_EXTRACTED RECORDS_:
Segment Open
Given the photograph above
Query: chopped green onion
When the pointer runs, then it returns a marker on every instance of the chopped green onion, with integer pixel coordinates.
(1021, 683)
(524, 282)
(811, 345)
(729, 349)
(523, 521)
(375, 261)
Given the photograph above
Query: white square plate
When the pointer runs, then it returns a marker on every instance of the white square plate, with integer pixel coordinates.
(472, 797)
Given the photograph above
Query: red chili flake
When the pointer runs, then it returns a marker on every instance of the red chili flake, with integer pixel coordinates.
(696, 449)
Segment Closed
Segment Open
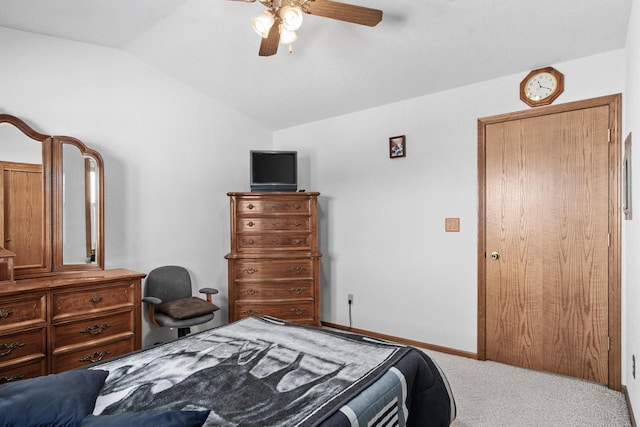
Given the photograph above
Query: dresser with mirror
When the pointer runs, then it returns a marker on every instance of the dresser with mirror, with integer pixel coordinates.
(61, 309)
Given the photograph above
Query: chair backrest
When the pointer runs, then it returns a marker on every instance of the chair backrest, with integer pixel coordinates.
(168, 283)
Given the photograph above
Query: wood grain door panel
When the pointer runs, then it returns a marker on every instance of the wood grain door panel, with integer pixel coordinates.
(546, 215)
Segment Closed
Segment Open
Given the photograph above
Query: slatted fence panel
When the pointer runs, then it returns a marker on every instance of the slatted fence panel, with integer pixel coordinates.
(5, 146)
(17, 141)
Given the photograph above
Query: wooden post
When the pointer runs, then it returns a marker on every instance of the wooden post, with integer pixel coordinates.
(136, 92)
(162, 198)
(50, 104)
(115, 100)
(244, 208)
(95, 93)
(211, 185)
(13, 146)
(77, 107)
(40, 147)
Segment Closed
_THE PROBLEM_: Only a number is wanted here: the count of lines above that hold the word "Query".

_OUTPUT FOR THIS TASK_: 8